_Requirement_
Print each of the records below word for word, omitting the pictures.

_Dataset excerpts_

________________________

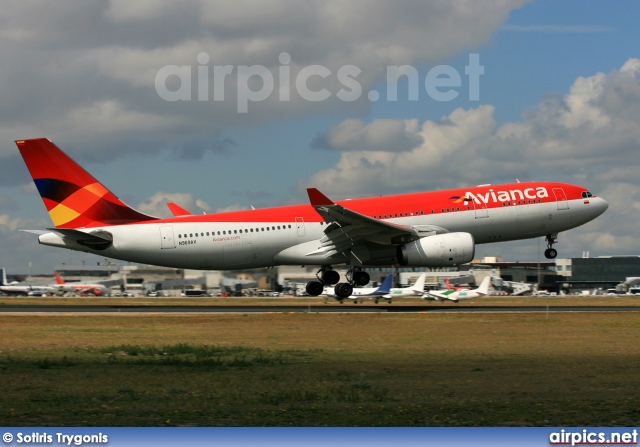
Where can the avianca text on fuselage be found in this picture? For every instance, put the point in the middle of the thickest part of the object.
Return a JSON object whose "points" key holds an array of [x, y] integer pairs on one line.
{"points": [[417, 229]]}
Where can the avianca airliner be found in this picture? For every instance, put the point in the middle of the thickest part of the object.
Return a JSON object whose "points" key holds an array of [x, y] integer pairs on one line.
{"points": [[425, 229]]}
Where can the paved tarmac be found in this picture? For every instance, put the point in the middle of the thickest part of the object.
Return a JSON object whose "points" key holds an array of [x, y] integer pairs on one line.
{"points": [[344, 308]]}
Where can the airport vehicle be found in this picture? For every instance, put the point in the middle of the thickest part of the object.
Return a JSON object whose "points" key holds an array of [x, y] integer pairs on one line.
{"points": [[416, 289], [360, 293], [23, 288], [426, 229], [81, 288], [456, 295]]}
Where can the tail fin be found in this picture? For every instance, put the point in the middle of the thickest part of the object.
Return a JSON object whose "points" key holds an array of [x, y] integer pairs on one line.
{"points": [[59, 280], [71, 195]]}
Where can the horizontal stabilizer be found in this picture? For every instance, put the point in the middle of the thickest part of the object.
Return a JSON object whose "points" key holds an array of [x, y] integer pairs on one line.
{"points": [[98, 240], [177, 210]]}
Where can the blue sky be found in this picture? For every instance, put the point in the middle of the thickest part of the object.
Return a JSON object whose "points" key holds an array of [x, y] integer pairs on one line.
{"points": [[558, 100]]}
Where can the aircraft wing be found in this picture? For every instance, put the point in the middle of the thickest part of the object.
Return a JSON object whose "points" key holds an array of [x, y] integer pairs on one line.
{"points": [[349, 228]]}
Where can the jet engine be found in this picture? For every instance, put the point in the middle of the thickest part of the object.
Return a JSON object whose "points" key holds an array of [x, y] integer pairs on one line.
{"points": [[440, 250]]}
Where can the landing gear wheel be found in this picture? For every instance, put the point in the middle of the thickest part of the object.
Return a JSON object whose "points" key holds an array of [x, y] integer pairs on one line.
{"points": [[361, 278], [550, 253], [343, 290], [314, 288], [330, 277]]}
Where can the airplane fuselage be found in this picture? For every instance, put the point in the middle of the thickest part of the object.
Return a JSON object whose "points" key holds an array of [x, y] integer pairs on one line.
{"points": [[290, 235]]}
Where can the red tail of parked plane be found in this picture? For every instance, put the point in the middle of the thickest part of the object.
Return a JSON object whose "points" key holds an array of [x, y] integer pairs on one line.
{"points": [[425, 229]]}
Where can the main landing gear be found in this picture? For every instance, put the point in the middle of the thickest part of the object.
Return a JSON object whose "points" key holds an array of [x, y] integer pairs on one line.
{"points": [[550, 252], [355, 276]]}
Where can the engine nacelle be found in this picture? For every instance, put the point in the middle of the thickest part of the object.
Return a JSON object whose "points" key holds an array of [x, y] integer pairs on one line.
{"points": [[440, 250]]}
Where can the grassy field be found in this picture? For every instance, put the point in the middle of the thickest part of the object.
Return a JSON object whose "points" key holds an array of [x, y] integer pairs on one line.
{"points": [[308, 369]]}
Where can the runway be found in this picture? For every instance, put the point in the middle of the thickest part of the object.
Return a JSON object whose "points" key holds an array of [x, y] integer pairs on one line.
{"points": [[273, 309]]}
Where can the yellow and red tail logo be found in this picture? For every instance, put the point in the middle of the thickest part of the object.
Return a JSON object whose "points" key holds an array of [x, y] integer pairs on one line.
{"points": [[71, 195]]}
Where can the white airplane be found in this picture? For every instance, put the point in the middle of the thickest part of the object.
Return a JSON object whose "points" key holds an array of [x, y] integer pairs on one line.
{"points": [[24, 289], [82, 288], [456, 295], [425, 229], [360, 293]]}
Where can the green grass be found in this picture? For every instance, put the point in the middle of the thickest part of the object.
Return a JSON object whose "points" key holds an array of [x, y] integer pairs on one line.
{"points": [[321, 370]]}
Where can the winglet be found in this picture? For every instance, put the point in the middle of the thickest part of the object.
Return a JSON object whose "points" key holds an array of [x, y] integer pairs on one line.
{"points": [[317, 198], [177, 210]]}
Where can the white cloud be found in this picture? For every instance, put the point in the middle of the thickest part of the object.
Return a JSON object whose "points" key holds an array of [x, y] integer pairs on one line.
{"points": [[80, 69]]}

________________________

_Result_
Where can the avianca text on fuselage be found in this picture? For every instance, put the point in the middle of the thickest part of the object.
Return a JSON object whose "points" key holds an array of [x, y] integer pairs on one line.
{"points": [[417, 229]]}
Where can the avianca airliner be found in this picture? For every instance, put the point in the middle of the thickest part of the object.
Return a JSON object whose "points" key holds an array of [x, y] integer pairs on one line.
{"points": [[425, 229]]}
Where can the paved tarmac be found in this picture? For every instance, put the point in the middle of the thickest part of the object.
Return a JSON object whose "points" key holds an array of [x, y] integer pairs on one line.
{"points": [[344, 308]]}
Where can the airport vehicle be found in this picture? For every instance, put the point in the middle of the thickest part of the object.
Return a JSON object whose "points" key holds an array of [x, y] integer pairs on one line.
{"points": [[416, 289], [360, 293], [23, 288], [426, 229], [81, 288], [456, 295]]}
Where can the tail fin be found in this picture? For every instance, put the point in the middle of the thickest part of the object.
Return a JSON object whose "points" key holds an array of [x, y] integer pairs on one line.
{"points": [[59, 280], [71, 195]]}
Where can the horizontal stabilizer be found in this picture? For every instance, put the point in the middle of the thickest part of the object.
Return a JSON object whose "points" key holds an array of [x, y] integer pairs on one line.
{"points": [[98, 240], [177, 210]]}
Where can the blue sky be found in this picture? For every instance, put the point in the middle of the thickest part of the object.
Return a JSON object whose "points" key holds an array of [x, y] integer pairs on one line.
{"points": [[558, 100]]}
Where can the aircraft wing be found in this picture? For every instance, put the point in the middle of the thickest part of the object.
Return a JSON object whose "points" key holds an array of [x, y] integer pairs on one line.
{"points": [[349, 228]]}
Where can the jet engine be found in this picture? For every instance, put the point in the middle of the thickest part of the object.
Return a JSON object whose "points" key holds an array of [x, y] integer pairs on one line.
{"points": [[440, 250]]}
Where can the landing gear wheel be found in this picture? For every instance, put the point in the middle of the thickest part of the object.
Return a JSON object whose "points" key holds an array of [x, y] integer pairs on one line.
{"points": [[361, 278], [550, 253], [343, 290], [314, 288], [330, 277]]}
Where can the airplane fuselage be found in this picture? For every instance, put the point in the middle of the thickest part of the object.
Return a JSON object whose "points" key holds an array of [x, y] integer pairs on one line.
{"points": [[290, 235]]}
Where can the red tail of parked plane be found in this picture? For every instance, put the point in the middle of the thickest part of the object.
Return a JSON object whose "points" key holds an array of [x, y] integer pairs on one line.
{"points": [[425, 229]]}
Where can the main landing gear be found in this picture? For every instance, put the point in the middle of the thickest part of the object.
Return a JSON object whose "points" key holds an array of [x, y] integer pairs on one line.
{"points": [[550, 252], [355, 276]]}
Where can the engine nacelle be found in this picture? For every instance, put the point in the middle of the thickest part of the object.
Return a JSON object whose "points" key holds an array of [x, y] integer pairs on one line.
{"points": [[440, 250]]}
Where can the grassy field be found in this picture? For every instance, put the point in the middle of the thickest part of the object.
Return a JSON object whose "points" key holds an array of [x, y] integer pairs on one line.
{"points": [[308, 369]]}
Where can the runway be found in this picture? For every instance, put the point in the middle of the thickest part of the object.
Return a JSON object whose "points" key holds an array of [x, y] integer pairs on one line.
{"points": [[273, 309]]}
Where can the yellow and red tail logo be found in this picture? For every instance, put the point in the middle of the thickest part of the object.
Return a JSON object whose "points" key holds an array of [x, y] integer pairs on one line.
{"points": [[71, 195]]}
Where can the white airplane be found in this picture? For every instance, put the point in the middle of the thickest part of the object.
Return a JSON object whose "points" key holds an array of [x, y] integer pairs on one line.
{"points": [[24, 289], [82, 288], [456, 295], [425, 229], [360, 293]]}
Where can the green grass be found in this picture? For every instance, put the point in the middle of the thickest part of the object.
Return a JSON object whose "points" key holds an array of [x, y] integer pairs on one line.
{"points": [[321, 370]]}
Where can the winglet be found in this picture? For every instance, put the point in the middle of the thickest part of the object.
Return a JSON object whose "points" key holds an array of [x, y] integer pairs on one line.
{"points": [[317, 198], [177, 210]]}
Where can the white cloud be found in this picture? For every instance, put the point in the middle of the thickest part of the object.
Return a JSON object whose "points" key holds an array of [x, y] integer pairs on one line.
{"points": [[80, 69]]}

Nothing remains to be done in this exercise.